[Dataset lines on where objects appear]
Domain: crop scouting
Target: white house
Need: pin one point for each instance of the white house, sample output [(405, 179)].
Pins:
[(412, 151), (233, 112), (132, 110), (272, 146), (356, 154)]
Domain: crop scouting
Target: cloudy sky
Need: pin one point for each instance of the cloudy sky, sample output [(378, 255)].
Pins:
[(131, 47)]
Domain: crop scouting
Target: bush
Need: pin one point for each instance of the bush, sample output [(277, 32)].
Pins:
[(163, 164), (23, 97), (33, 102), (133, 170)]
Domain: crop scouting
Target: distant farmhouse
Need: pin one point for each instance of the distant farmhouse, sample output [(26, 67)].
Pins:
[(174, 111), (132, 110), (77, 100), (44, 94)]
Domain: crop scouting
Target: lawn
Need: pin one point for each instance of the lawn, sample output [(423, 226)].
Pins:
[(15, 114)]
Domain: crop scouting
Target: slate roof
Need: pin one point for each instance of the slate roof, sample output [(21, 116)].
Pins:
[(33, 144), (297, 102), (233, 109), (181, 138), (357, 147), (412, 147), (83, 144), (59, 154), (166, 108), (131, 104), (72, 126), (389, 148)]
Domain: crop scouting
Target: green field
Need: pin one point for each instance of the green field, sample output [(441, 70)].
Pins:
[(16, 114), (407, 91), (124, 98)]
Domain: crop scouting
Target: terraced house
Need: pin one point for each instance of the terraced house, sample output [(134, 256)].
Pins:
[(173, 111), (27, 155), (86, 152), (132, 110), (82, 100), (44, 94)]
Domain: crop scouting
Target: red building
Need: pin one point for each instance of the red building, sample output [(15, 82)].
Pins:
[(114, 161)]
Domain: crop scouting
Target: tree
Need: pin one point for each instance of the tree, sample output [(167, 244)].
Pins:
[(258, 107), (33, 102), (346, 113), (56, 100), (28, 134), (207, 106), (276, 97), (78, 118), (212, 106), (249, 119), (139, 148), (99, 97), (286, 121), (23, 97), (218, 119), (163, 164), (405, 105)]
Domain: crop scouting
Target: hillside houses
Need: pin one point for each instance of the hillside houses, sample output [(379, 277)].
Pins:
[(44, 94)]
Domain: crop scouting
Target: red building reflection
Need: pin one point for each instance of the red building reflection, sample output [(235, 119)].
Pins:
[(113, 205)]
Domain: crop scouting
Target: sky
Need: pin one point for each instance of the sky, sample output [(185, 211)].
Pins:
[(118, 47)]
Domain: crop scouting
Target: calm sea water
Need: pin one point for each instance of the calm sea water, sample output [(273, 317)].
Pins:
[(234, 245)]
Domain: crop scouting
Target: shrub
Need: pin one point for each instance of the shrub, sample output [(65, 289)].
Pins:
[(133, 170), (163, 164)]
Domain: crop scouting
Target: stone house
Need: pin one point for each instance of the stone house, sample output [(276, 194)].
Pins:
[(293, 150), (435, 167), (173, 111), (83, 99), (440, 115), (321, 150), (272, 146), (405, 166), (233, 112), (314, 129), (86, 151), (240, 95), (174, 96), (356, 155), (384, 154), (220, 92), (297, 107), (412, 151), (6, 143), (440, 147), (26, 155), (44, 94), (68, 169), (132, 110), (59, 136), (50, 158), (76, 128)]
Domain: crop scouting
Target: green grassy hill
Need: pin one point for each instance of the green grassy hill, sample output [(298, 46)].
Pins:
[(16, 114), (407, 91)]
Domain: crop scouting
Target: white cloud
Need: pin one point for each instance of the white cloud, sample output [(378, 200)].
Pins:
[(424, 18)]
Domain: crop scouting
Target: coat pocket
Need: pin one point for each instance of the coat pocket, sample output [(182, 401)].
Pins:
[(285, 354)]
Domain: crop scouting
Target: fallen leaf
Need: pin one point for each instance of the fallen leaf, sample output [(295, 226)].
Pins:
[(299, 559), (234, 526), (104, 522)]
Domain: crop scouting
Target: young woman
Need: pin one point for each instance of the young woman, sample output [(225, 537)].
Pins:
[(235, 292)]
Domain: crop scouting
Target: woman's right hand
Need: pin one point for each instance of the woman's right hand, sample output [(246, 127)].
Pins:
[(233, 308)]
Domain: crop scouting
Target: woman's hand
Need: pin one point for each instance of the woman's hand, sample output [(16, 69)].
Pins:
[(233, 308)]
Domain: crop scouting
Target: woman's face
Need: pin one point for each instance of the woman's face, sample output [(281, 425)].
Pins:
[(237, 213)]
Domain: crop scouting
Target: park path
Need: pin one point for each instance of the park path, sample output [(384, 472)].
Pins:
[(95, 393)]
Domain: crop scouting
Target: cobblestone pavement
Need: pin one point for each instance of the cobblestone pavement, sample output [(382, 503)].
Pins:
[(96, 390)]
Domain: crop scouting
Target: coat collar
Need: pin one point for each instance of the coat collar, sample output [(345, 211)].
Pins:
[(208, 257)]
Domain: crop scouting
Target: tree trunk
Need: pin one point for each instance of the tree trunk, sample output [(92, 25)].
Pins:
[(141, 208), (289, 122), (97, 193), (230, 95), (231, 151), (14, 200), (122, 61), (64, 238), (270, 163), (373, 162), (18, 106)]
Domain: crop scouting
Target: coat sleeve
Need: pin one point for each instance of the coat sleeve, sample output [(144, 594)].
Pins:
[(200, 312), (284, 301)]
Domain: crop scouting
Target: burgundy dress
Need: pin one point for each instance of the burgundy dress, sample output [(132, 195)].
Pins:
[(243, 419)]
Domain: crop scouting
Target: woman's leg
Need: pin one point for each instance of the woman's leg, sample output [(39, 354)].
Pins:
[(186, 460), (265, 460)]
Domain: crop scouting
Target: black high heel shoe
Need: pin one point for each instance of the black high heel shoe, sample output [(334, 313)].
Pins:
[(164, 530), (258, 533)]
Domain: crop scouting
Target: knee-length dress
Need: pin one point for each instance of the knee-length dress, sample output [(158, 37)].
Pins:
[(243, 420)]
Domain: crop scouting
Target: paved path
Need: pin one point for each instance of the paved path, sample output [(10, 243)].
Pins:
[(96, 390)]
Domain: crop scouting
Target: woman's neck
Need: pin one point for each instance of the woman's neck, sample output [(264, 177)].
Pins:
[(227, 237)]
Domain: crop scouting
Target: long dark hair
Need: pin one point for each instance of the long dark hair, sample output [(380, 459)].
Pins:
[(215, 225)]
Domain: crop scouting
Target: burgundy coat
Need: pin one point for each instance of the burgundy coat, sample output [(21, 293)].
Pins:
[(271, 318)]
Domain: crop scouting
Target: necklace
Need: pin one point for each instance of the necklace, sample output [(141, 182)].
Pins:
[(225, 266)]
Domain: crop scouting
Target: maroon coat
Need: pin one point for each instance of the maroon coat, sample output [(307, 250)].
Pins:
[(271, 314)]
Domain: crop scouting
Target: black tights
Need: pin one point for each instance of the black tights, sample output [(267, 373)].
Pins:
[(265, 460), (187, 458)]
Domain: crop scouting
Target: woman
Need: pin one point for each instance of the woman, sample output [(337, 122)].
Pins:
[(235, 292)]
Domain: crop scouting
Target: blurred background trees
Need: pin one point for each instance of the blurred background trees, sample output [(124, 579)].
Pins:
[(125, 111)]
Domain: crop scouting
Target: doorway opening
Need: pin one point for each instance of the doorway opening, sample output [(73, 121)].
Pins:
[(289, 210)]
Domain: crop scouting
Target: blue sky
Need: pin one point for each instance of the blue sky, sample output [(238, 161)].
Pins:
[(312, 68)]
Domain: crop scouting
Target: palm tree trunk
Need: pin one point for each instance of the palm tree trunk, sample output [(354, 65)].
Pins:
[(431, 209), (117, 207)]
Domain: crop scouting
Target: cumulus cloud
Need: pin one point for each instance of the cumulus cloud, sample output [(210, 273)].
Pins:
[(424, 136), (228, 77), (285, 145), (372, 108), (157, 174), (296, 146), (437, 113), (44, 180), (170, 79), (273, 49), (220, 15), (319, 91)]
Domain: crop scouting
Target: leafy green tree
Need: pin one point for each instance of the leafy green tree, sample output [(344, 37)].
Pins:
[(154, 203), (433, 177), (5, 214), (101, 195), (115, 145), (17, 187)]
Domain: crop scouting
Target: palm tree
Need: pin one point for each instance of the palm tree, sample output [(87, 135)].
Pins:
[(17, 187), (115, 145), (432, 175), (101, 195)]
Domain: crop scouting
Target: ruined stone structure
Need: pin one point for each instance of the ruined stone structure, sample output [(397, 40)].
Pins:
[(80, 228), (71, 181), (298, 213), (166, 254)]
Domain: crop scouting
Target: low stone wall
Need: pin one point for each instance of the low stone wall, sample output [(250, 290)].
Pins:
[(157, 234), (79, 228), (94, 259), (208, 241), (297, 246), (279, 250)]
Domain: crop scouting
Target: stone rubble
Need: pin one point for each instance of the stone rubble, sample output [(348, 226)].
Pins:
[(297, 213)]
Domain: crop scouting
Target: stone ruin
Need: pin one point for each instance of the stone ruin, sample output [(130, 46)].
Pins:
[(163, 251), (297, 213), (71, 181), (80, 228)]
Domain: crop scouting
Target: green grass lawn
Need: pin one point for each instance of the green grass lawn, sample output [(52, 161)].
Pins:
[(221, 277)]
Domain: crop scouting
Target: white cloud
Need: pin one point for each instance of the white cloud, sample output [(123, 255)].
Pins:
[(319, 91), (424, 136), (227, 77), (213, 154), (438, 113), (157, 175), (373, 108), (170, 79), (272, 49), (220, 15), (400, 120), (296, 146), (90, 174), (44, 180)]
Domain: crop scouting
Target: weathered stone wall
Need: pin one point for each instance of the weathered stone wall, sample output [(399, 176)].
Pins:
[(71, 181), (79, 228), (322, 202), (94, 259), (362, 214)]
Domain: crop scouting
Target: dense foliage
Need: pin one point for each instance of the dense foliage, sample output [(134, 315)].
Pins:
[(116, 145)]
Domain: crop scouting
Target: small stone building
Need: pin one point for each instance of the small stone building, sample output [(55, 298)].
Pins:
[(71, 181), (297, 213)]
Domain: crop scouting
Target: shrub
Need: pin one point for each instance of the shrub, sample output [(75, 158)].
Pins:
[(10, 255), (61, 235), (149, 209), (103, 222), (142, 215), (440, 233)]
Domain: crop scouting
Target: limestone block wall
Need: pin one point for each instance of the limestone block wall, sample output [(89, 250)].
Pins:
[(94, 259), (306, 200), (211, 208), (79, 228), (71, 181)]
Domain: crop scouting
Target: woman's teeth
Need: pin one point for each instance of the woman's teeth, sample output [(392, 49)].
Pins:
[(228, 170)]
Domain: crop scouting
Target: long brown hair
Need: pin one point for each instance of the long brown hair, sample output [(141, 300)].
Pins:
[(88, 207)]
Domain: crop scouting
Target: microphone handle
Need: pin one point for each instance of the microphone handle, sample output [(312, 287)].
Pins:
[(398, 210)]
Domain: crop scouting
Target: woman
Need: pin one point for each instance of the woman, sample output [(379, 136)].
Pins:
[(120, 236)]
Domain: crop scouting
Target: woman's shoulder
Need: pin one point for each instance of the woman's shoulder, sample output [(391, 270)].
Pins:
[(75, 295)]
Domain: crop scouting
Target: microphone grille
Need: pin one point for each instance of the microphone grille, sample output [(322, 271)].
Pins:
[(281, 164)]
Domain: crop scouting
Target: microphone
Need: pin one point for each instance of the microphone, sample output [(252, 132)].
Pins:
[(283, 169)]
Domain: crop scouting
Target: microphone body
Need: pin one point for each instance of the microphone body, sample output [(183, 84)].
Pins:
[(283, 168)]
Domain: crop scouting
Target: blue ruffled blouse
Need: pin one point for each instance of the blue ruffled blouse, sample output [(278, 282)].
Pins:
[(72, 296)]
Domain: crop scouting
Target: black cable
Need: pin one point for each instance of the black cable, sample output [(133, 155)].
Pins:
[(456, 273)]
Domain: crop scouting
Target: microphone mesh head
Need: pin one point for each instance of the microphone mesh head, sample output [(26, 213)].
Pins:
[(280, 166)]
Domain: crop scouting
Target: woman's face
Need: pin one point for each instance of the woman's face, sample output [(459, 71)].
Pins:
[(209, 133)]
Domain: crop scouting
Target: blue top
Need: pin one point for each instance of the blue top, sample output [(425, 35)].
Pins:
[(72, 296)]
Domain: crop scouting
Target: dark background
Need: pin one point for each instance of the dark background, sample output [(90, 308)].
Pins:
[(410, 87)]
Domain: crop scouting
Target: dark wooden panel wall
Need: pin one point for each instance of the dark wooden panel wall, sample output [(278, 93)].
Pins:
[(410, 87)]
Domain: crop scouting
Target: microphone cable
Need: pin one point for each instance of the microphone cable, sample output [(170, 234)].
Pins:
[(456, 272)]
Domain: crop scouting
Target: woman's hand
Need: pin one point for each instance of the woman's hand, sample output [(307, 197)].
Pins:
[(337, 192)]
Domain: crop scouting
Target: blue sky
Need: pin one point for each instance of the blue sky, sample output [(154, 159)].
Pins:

[Job]: Pick out every line above that contains the word "grassy", and copy each one in full. Case counts.

[Reply to the exercise]:
Target: green grassy hill
Need: pin one point for each instance of the green grassy hill, sample output [(298, 46)].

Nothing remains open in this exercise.